DOCUMENT SECTION:
+--
Improving Patient Blood Management
26-27 June 2017 - Sydney
Meeting Code HRT1725
The Problem: International consensus:
10% of blood transfusions are appropriate
30% have uncertain benefits
Large variation in transfusion practice among Roundtable members.
The Opportunity: Patient Blood Management is an important safety and quality initiative with the potential to improve patient outcomes whilst also reducing hospital expenditure.
- Red Blood Cell (RBC) transfusion is independently associated with increased morbidity, mortality, hospital and ICU length of stay, and increased cost.
- On average, RBC transfused patients stay 2.5 days longer, with increased odds ratio of death of 1.7.
- A recent West Australian study estimated the total hospital- associated cost of RBC transfusion across a five hospital health service to be $77 million per year.
- Blood product costs will be devolved to public hospitals and incorporated into the ABF framework.
- Existing wide variation: RBC transfusion rates vary from 8% to 93% in cardiac surgery, and 9-92% in orthopaedics. A large number of transfusions may be inappropriate and avoidable.
- Australian NSQHS Standard 7 requires that hospitals have systems in place to ensure safe and appropriate prescribing and use of blood and blood products, and that they are consistent with national evidence-based guidelines.
+--
DATA EXTRACTS:
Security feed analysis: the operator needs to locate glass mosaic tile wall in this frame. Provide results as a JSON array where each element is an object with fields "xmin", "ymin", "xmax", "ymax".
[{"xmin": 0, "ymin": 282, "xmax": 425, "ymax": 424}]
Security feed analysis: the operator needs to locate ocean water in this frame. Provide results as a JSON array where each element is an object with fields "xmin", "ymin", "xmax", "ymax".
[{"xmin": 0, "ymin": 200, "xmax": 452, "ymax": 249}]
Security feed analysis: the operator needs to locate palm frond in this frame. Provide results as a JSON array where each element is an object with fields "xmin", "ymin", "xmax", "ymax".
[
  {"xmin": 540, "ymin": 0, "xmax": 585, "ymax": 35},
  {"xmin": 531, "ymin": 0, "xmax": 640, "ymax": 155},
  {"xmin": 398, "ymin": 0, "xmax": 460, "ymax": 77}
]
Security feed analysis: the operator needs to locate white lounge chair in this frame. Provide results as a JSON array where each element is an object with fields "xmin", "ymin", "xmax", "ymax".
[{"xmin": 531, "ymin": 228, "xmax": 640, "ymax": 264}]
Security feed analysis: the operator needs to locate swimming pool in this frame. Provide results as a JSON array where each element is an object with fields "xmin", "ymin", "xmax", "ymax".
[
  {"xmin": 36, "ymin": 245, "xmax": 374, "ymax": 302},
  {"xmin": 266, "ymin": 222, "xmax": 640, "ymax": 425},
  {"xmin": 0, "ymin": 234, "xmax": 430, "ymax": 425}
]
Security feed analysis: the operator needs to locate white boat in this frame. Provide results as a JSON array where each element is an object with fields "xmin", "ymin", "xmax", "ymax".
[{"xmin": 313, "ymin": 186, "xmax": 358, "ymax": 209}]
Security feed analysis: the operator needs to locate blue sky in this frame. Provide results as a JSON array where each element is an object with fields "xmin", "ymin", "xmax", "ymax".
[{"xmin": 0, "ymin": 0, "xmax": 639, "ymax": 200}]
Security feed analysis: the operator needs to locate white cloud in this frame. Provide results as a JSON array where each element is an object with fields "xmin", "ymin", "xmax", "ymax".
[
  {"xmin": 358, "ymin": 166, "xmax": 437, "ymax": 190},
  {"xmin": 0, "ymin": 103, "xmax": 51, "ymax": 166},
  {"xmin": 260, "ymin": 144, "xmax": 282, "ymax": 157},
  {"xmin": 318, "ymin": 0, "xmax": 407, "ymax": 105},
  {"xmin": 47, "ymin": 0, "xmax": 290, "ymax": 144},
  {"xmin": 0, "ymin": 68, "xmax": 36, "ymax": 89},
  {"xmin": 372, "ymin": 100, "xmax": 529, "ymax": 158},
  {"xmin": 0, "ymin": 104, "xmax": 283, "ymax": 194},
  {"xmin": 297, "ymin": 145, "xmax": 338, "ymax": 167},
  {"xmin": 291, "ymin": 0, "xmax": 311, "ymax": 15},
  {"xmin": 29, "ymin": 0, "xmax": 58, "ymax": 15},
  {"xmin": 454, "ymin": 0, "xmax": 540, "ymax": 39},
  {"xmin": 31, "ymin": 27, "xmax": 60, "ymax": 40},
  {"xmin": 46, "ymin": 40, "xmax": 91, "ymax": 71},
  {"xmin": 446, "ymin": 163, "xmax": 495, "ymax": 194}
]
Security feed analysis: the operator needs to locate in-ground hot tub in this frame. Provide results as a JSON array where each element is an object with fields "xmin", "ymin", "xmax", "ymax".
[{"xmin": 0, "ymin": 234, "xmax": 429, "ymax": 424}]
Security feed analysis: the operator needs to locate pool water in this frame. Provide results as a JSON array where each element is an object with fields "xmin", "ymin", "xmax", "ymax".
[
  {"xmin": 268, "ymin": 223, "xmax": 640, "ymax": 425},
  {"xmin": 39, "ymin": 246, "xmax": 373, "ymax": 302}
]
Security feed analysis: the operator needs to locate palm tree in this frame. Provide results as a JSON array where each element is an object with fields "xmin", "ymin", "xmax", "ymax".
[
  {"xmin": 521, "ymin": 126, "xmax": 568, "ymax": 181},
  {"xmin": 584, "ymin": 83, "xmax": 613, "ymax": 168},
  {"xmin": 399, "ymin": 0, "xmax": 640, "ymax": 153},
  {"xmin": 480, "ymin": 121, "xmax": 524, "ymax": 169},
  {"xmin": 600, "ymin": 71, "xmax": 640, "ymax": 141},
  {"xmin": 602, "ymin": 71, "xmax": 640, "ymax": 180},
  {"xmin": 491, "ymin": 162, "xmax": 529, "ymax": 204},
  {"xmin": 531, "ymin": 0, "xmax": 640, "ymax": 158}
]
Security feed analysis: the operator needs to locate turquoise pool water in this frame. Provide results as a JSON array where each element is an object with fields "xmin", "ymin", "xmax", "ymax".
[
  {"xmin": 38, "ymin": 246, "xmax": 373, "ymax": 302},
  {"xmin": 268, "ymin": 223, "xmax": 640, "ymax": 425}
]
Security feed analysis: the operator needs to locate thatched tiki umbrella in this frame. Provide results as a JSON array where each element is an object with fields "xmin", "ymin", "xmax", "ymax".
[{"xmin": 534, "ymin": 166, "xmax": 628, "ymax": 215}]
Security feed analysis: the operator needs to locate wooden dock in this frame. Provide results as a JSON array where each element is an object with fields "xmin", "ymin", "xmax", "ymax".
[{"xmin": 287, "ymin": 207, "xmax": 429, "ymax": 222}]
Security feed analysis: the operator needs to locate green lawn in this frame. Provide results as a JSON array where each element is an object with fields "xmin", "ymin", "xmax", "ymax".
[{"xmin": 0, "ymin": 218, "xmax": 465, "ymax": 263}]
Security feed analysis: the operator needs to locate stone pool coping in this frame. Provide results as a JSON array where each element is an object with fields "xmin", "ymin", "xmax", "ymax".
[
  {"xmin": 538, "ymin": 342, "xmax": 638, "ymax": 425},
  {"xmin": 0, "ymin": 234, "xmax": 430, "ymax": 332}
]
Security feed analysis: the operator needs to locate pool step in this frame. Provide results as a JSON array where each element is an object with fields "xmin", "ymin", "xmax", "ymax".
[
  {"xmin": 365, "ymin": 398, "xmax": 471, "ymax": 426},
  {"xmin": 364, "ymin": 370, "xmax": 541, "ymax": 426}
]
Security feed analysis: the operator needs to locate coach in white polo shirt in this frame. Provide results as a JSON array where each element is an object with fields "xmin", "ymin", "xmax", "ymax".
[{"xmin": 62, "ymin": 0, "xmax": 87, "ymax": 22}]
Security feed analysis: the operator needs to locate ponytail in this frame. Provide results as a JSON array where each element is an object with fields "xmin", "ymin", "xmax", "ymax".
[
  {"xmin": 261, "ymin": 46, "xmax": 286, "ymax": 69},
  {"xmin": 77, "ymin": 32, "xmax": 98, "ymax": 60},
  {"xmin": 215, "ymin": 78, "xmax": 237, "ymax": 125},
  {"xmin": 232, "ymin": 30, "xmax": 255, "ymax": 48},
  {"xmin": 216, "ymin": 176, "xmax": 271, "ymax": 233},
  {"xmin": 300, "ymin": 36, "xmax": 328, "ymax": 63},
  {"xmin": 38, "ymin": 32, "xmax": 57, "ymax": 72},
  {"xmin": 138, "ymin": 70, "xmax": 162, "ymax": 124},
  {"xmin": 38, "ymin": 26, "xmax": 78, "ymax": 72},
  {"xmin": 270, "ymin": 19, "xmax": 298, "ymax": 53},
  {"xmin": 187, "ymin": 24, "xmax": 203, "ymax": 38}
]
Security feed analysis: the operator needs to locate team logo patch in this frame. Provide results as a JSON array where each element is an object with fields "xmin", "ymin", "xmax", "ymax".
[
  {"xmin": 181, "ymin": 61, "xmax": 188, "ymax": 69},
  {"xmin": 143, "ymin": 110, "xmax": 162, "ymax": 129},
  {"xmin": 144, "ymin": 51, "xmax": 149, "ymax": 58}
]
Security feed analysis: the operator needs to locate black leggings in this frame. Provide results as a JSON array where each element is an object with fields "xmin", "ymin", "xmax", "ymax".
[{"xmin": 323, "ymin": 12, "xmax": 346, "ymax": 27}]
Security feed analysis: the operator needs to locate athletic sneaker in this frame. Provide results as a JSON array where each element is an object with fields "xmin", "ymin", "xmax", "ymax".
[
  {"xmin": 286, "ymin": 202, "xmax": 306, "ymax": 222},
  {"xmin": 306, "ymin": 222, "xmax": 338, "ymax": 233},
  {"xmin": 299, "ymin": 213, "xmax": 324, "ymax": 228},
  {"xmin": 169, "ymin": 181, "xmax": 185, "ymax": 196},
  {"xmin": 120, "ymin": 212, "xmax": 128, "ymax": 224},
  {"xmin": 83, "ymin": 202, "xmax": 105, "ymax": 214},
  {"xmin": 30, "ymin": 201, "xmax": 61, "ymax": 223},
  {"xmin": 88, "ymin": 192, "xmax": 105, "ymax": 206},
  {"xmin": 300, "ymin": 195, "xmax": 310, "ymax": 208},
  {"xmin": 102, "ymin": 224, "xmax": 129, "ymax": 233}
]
+--
REQUIREMENT 1:
According to the Patient Blood Management text, what did a recent West Australian study estimate as the total hospital-associated cost of RBC transfusion across a five-hospital health service?
REQUIREMENT 2:
Using the Patient Blood Management text, explain why it presents Patient Blood Management as an opportunity.
REQUIREMENT 3:
Repeat the Patient Blood Management text word for word from "The Opportunity: Patient" to "the ABF framework.".
Rely solely on the Patient Blood Management text, not on the rows or outside knowledge.

RESPONSE AREA 1:
$77 million per year.

RESPONSE AREA 2:
Patient Blood Management is an important safety and quality initiative that could improve patient outcomes while also reducing hospital expenditure. RBC transfusion is independently associated with increased morbidity, mortality, hospital and ICU length of stay, and cost.

RESPONSE AREA 3:
The Opportunity: Patient Blood Management is an important safety and quality initiative with the potential to improve patient outcomes whilst also reducing hospital expenditure.
- Red Blood Cell (RBC) transfusion is independently associated with increased morbidity, mortality, hospital and ICU length of stay, and increased cost.
- On average, RBC transfused patients stay 2.5 days longer, with increased odds ratio of death of 1.7.
- A recent West Australian study estimated the total hospital- associated cost of RBC transfusion across a five hospital health service to be $77 million per year.
- Blood product costs will be devolved to public hospitals and incorporated into the ABF framework.